### [AIM OF THE TASK]
Every entry is to be returned verbatim.

_ _ _

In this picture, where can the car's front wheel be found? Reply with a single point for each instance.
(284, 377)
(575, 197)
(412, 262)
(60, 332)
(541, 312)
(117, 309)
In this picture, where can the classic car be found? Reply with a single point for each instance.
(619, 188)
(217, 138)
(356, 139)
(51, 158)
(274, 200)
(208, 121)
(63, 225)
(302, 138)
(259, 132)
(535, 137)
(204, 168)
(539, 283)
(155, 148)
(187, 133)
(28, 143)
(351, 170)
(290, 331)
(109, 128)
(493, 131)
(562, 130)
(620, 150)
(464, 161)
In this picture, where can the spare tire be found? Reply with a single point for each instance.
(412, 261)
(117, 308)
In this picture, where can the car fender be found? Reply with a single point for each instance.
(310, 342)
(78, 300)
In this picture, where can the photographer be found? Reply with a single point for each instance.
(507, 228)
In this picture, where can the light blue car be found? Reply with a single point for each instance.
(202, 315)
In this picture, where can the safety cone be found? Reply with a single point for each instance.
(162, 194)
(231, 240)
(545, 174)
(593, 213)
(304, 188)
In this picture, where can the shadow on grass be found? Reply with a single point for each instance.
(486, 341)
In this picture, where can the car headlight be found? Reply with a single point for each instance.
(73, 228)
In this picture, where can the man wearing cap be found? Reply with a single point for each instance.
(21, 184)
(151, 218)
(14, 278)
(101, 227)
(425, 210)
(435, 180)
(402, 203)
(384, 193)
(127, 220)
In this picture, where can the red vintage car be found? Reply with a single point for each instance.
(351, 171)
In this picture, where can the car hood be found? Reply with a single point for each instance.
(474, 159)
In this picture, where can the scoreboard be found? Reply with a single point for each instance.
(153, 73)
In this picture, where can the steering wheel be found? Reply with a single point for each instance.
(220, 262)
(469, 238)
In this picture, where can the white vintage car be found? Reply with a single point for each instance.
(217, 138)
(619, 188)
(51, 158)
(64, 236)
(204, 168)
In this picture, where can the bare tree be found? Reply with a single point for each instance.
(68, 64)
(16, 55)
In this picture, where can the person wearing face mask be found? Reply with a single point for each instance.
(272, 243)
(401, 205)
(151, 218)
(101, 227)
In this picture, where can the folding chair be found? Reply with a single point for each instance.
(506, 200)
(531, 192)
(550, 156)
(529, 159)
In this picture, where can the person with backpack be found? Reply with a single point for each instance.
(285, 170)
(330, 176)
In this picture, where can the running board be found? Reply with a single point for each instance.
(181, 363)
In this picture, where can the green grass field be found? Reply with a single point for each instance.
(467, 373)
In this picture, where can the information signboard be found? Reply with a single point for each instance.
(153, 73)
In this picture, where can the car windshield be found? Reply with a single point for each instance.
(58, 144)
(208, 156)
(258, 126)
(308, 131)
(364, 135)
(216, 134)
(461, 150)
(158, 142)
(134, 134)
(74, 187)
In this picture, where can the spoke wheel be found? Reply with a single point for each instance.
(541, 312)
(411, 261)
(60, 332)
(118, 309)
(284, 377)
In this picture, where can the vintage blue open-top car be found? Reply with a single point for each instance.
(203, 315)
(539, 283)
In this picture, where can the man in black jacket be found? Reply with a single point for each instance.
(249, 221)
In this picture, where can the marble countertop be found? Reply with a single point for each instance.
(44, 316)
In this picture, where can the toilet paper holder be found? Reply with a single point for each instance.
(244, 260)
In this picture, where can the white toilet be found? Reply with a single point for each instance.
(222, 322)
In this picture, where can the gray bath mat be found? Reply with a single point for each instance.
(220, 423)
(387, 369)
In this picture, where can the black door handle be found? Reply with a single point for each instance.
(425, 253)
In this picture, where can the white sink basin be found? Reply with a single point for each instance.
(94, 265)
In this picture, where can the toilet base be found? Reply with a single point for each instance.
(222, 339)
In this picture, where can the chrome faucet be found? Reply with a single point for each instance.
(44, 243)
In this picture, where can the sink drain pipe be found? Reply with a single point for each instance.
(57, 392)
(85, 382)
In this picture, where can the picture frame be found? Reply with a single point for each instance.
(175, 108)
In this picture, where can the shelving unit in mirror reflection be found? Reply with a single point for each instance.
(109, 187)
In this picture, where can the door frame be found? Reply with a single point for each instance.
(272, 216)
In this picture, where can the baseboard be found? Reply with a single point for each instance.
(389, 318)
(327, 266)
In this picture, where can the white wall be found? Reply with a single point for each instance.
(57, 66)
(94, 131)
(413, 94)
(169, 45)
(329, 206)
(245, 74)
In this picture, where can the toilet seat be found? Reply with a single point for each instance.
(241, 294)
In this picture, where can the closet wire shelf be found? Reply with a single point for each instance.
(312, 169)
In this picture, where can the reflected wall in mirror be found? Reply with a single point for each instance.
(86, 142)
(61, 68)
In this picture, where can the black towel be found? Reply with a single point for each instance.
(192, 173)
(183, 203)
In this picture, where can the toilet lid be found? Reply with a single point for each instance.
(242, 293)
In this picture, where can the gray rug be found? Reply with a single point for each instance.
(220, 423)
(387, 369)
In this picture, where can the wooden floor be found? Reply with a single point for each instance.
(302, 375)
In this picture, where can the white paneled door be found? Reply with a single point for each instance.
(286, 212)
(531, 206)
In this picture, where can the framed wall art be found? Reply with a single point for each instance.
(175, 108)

_ _ _

### [TASK RESULT]
In this picture, where can the car's front wheel be found? Reply with a single point for each instance.
(284, 377)
(575, 197)
(412, 262)
(60, 332)
(541, 312)
(117, 309)
In this picture, where can the classic car be found? Reply with a single point for each instance.
(619, 188)
(217, 138)
(356, 139)
(51, 158)
(274, 200)
(208, 121)
(63, 225)
(302, 138)
(259, 132)
(535, 137)
(204, 168)
(539, 283)
(155, 148)
(187, 133)
(28, 143)
(351, 170)
(290, 331)
(109, 128)
(493, 131)
(562, 130)
(620, 150)
(464, 161)
In this picture, where can the spare tire be found? Reply with a single point for each instance.
(412, 261)
(117, 308)
In this picture, where can the car fender be found? Reply with a single point for each instance.
(310, 342)
(78, 300)
In this picture, where can the photographer be found? Reply with a single point for each instance.
(507, 228)
In this picture, where can the light blue car be found? Reply with a single point for each instance.
(202, 315)
In this picture, where can the safety cone be found? Reply with a single point for each instance.
(162, 194)
(231, 240)
(545, 174)
(593, 213)
(304, 188)
In this picture, where can the shadow on grass be found? Reply with a single point for each instance.
(486, 341)
In this picture, where can the car headlight be found? Reply with a single point for each instance.
(73, 228)
In this picture, where can the man wearing cap be found? Reply with a single point for each instance.
(21, 184)
(151, 218)
(14, 278)
(101, 227)
(425, 210)
(435, 180)
(402, 203)
(384, 193)
(127, 220)
In this picture, where can the red vintage car be found? Reply with a single point for each instance.
(351, 171)
In this picture, where can the car hood be found? Reply with a single point for each instance.
(474, 159)
In this picture, where can the scoreboard be found? Reply with a single point for each instance.
(153, 73)
In this picture, where can the steering wheel be found? Reply with a single point for each instance.
(220, 262)
(469, 238)
In this picture, where can the white vintage car be found? Reply with a single point for each instance.
(217, 138)
(619, 188)
(51, 158)
(64, 236)
(204, 168)
In this picture, where can the bare tree be found? Reply with a single point for each instance.
(68, 64)
(16, 55)
In this picture, where can the person wearing face mask be found? Reply with a single point for each instance.
(272, 243)
(401, 205)
(151, 218)
(101, 227)
In this picture, where can the folding chair be found? Reply with a single point for each instance.
(506, 200)
(531, 192)
(550, 156)
(529, 159)
In this picture, where can the person with backpack be found? Reply with a single point for each instance.
(285, 170)
(330, 176)
In this picture, where can the running board be found? Reply with a single point for each instance.
(181, 363)
In this picture, where can the green grass field be found? Reply with a single point for each instance.
(467, 373)
In this picture, where can the information signboard be found? Reply with a single point for each instance.
(153, 73)
In this picture, where can the car windshield be found? Reply with a single point for each instance.
(58, 144)
(208, 156)
(258, 126)
(308, 131)
(364, 135)
(216, 134)
(461, 150)
(158, 142)
(134, 134)
(74, 187)
In this picture, where can the spoke wheel be found? Reply with a single point for each instance.
(541, 312)
(411, 261)
(60, 332)
(118, 309)
(284, 377)
In this picture, where can the vintage blue open-top car be found? Reply with a single point for each instance.
(203, 315)
(539, 283)
In this picture, where can the man in black jacket be found? Reply with a single point for each instance.
(249, 221)
In this picture, where can the marble countertop be found? Reply with a single point for each instance.
(44, 316)
In this picture, where can the toilet paper holder be found? Reply with a single point for each instance.
(244, 260)
In this picture, where can the white toilet be found? Reply with a single point for each instance.
(222, 322)
In this picture, where can the gray bath mat be found? Reply with a single point for each instance.
(220, 423)
(387, 369)
In this picture, where can the black door handle be found? Reply with a single point for each instance.
(425, 253)
In this picture, where can the white sink basin be found? Reply with a single point for each instance.
(94, 265)
In this picture, where can the toilet base be found? Reply with a single point for each instance.
(222, 339)
In this picture, where can the chrome faucet be found? Reply with a single point for each instance.
(44, 243)
In this picture, where can the sink drain pipe be found? Reply with a single point for each instance.
(57, 392)
(85, 382)
In this picture, where can the picture frame be found? Reply with a single point for each instance.
(175, 108)
In this picture, where can the shelving unit in mirror reflection be found? Reply with a single point for each instance.
(109, 187)
In this picture, where can the door frame be found? Reply with a single point for each instance.
(272, 216)
In this picture, where can the baseboard be found? Reply with a single point for each instance.
(389, 318)
(327, 266)
In this picture, where can the white wall be found? Reply with a single point for each instance.
(57, 66)
(94, 131)
(413, 94)
(169, 45)
(329, 206)
(245, 74)
In this picture, where can the toilet seat be found? Reply with a single point for each instance.
(241, 294)
In this picture, where can the closet wire shelf be found? Reply with a single point for each instance.
(312, 169)
In this picture, where can the reflected wall in mirror be found? Reply with a single point for each instance.
(86, 142)
(61, 68)
In this picture, where can the black towel be found? Reply with a single point for each instance.
(192, 173)
(183, 203)
In this picture, where can the toilet lid be found? Reply with a single point for each instance.
(242, 293)
In this picture, where can the gray rug be found? Reply with a single point for each instance.
(220, 423)
(387, 369)
In this picture, where can the wooden floor be found? Reply with a single point for each instance.
(302, 375)
In this picture, where can the white paneled door be found? Reply with a single point for each instance.
(286, 212)
(531, 206)
In this picture, where can the framed wall art be found? Reply with a single point for each instance.
(175, 108)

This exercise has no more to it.